| TASK INSTRUCTIONS |
Repeat everything in the data exactly except images.

*** DATA SHOWN ***

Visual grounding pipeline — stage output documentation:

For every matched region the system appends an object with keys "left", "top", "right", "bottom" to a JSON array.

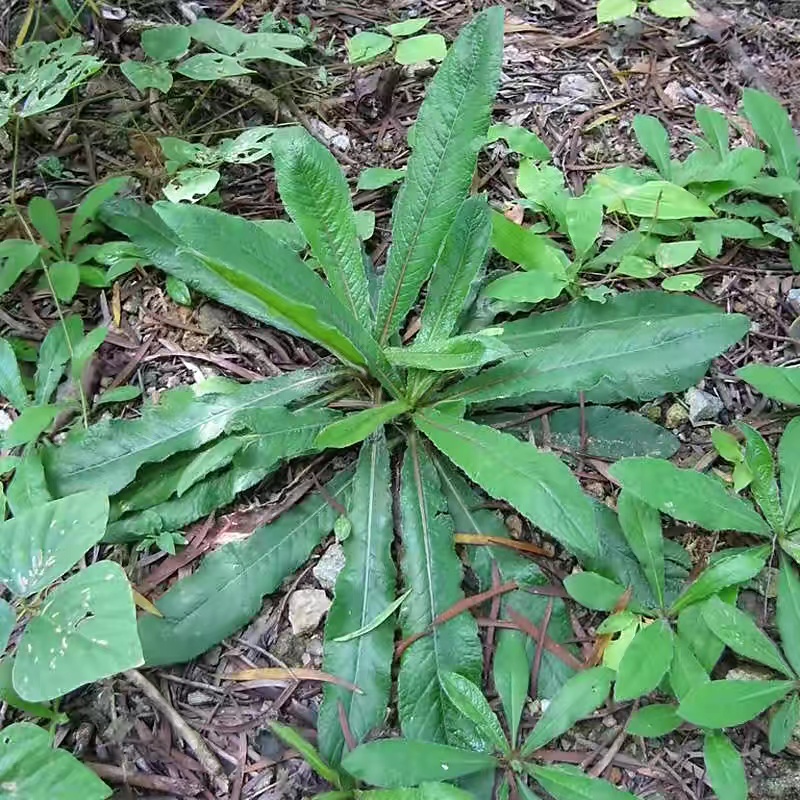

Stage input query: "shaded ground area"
[{"left": 2, "top": 0, "right": 800, "bottom": 798}]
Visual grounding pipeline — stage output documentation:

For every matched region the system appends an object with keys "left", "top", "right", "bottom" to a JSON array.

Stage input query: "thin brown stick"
[
  {"left": 86, "top": 763, "right": 203, "bottom": 795},
  {"left": 507, "top": 610, "right": 584, "bottom": 672},
  {"left": 338, "top": 699, "right": 358, "bottom": 752},
  {"left": 484, "top": 561, "right": 503, "bottom": 684},
  {"left": 530, "top": 598, "right": 554, "bottom": 697}
]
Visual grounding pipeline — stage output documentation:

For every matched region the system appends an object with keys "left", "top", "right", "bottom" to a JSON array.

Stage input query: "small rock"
[
  {"left": 309, "top": 119, "right": 350, "bottom": 151},
  {"left": 557, "top": 74, "right": 599, "bottom": 100},
  {"left": 306, "top": 636, "right": 324, "bottom": 658},
  {"left": 0, "top": 410, "right": 12, "bottom": 433},
  {"left": 686, "top": 388, "right": 724, "bottom": 426},
  {"left": 665, "top": 402, "right": 689, "bottom": 428},
  {"left": 288, "top": 589, "right": 331, "bottom": 636},
  {"left": 313, "top": 543, "right": 345, "bottom": 591},
  {"left": 187, "top": 691, "right": 214, "bottom": 705},
  {"left": 641, "top": 402, "right": 662, "bottom": 423},
  {"left": 786, "top": 287, "right": 800, "bottom": 315},
  {"left": 726, "top": 665, "right": 776, "bottom": 682}
]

*** End of DATA SHOWN ***

| ANSWER SPACE |
Visual grounding pipeline — stage output documentation:

For every matched region the system appends an object with keys "left", "top", "right", "bottom" to a JSON array.


Stage input query: "shaded ground area"
[{"left": 2, "top": 0, "right": 800, "bottom": 798}]
Visual grounding pipeline — stage output documentation:

For every matched region the system appends an object with keys "left", "top", "right", "bottom" to a JSON array.

Stage input query: "thin brown stick"
[
  {"left": 86, "top": 763, "right": 203, "bottom": 795},
  {"left": 507, "top": 610, "right": 584, "bottom": 672},
  {"left": 338, "top": 699, "right": 358, "bottom": 752},
  {"left": 484, "top": 561, "right": 503, "bottom": 684},
  {"left": 530, "top": 598, "right": 554, "bottom": 697}
]
Visual grounding pipeline — stage output documentation:

For every matched region the system appends an object with keys "left", "top", "right", "bottom" to a JSON array.

Stage input query: "small rock"
[
  {"left": 309, "top": 119, "right": 350, "bottom": 151},
  {"left": 557, "top": 74, "right": 599, "bottom": 100},
  {"left": 306, "top": 636, "right": 324, "bottom": 658},
  {"left": 0, "top": 410, "right": 12, "bottom": 433},
  {"left": 686, "top": 388, "right": 724, "bottom": 426},
  {"left": 665, "top": 402, "right": 689, "bottom": 428},
  {"left": 288, "top": 589, "right": 331, "bottom": 636},
  {"left": 313, "top": 543, "right": 345, "bottom": 591},
  {"left": 187, "top": 691, "right": 214, "bottom": 705},
  {"left": 641, "top": 402, "right": 662, "bottom": 423},
  {"left": 786, "top": 287, "right": 800, "bottom": 315},
  {"left": 726, "top": 665, "right": 776, "bottom": 682}
]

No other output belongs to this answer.